[Entries on locating named things]
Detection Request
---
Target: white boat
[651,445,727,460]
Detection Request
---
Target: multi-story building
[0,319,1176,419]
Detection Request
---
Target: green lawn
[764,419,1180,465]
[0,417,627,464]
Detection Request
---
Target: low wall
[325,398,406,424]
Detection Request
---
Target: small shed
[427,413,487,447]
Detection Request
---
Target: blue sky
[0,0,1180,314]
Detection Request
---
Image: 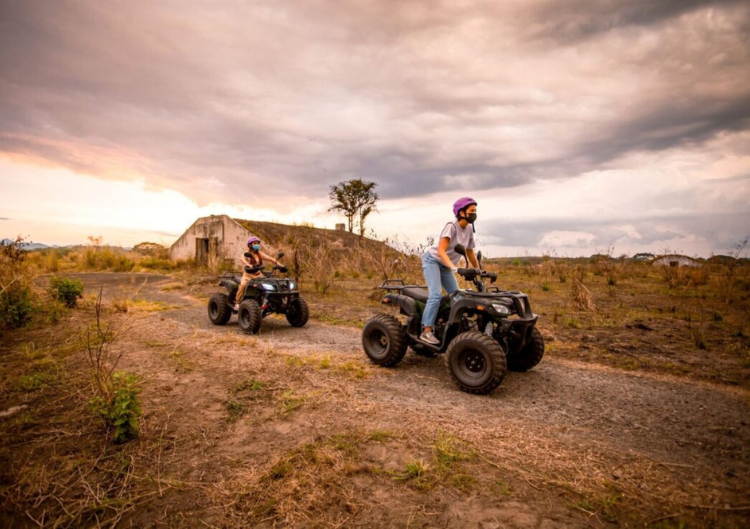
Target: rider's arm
[466,248,479,268]
[260,252,279,264]
[438,237,456,272]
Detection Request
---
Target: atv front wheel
[508,327,544,371]
[286,298,310,327]
[242,299,263,334]
[446,331,506,395]
[208,294,232,325]
[362,314,407,367]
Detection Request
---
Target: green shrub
[0,284,34,329]
[89,372,141,443]
[49,276,83,309]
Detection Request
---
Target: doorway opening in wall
[195,238,209,266]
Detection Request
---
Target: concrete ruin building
[651,255,701,267]
[169,215,273,266]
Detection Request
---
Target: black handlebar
[456,268,497,281]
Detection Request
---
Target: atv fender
[448,298,488,322]
[219,279,240,302]
[383,294,419,316]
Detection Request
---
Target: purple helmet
[453,197,477,217]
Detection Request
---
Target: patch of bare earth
[0,274,750,527]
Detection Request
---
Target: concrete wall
[653,255,701,266]
[169,215,250,264]
[169,215,276,268]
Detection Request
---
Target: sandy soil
[7,274,750,527]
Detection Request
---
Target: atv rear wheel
[242,299,263,334]
[446,331,507,395]
[286,298,310,327]
[362,314,407,367]
[508,327,544,371]
[208,293,232,325]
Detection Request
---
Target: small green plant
[393,459,432,490]
[0,285,34,329]
[89,372,141,443]
[49,276,83,309]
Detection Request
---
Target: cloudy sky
[0,0,750,256]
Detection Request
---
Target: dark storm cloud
[529,0,743,43]
[480,211,750,251]
[0,0,750,203]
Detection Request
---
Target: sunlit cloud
[0,0,750,254]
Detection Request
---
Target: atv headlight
[492,303,510,316]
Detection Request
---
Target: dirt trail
[67,274,750,527]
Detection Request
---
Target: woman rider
[234,236,279,310]
[419,197,479,345]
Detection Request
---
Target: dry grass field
[0,240,750,528]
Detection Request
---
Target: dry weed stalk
[572,268,596,312]
[84,288,125,402]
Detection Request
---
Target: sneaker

Exercise goal: Arrange every line of the material above as a numbered list. Skip any blank lines and leave the pictures out.

Output of the task:
1. Detection Request
2. ---
3. Target: white boat
4. [651,445,727,460]
5. Detection Request
6. ---
7. Target: multi-story building
8. [0,319,1176,419]
9. Detection Request
10. ---
11. Target: green lawn
12. [764,419,1180,465]
13. [0,417,627,464]
14. Detection Request
15. ---
16. Target: low wall
17. [325,398,406,424]
18. Detection Request
19. ---
20. Target: small shed
21. [427,413,487,447]
22. Detection Request
23. ---
24. Target: blue sky
25. [0,0,1180,314]
26. Detection Request
27. ---
28. Image: 
29. Target: rider's arm
30. [466,248,479,268]
31. [260,252,279,264]
32. [438,237,456,272]
33. Detection Request
34. ---
35. Target: atv front wheel
36. [508,327,544,371]
37. [286,298,310,327]
38. [242,299,263,334]
39. [446,331,506,395]
40. [208,294,232,325]
41. [362,314,407,367]
42. Detection Request
43. ---
44. Target: green shrub
45. [0,284,34,329]
46. [89,372,141,443]
47. [49,276,83,309]
48. Detection Request
49. ---
50. Target: doorway opening in wall
51. [195,238,209,266]
52. Detection Request
53. ---
54. Target: concrete ruin building
55. [651,255,701,267]
56. [169,215,273,266]
57. Detection Request
58. ---
59. Target: black handlebar
60. [456,268,497,281]
61. Detection Request
62. ---
63. Target: atv fender
64. [448,298,488,322]
65. [219,279,240,302]
66. [383,294,419,316]
67. Detection Request
68. ---
69. Target: purple helmet
70. [453,197,477,217]
71. Detection Request
72. ---
73. Target: patch of bare earth
74. [0,274,750,527]
75. Detection Request
76. ---
77. Target: concrete wall
78. [653,255,701,266]
79. [169,215,250,264]
80. [169,215,276,268]
81. Detection Request
82. ---
83. Target: sandy soil
84. [7,274,750,527]
85. Detection Request
86. ---
87. Target: atv rear wheel
88. [242,299,263,334]
89. [446,331,507,395]
90. [286,298,310,327]
91. [362,314,407,367]
92. [508,327,544,371]
93. [208,293,232,325]
94. Detection Request
95. ---
96. Target: small green plant
97. [393,459,432,490]
98. [0,285,34,329]
99. [89,372,141,443]
100. [49,276,83,309]
101. Detection Request
102. ---
103. Target: cloudy sky
104. [0,0,750,256]
105. Detection Request
106. ---
107. Target: dark storm cloud
108. [529,0,743,43]
109. [480,211,750,251]
110. [0,0,750,203]
111. Detection Request
112. ---
113. Target: sunlit cloud
114. [0,0,750,254]
115. Detection Request
116. ---
117. Target: atv headlight
118. [492,303,510,316]
119. Detection Request
120. ---
121. Target: dirt trail
122. [67,274,750,527]
123. Detection Request
124. ---
125. Target: woman rider
126. [234,236,279,310]
127. [419,197,479,345]
128. Detection Request
129. ---
130. Target: dry grass field
131. [0,240,750,528]
132. Detection Request
133. ---
134. Target: dry weed stalk
135. [572,268,596,312]
136. [84,288,125,402]
137. Detection Request
138. ---
139. Target: sneaker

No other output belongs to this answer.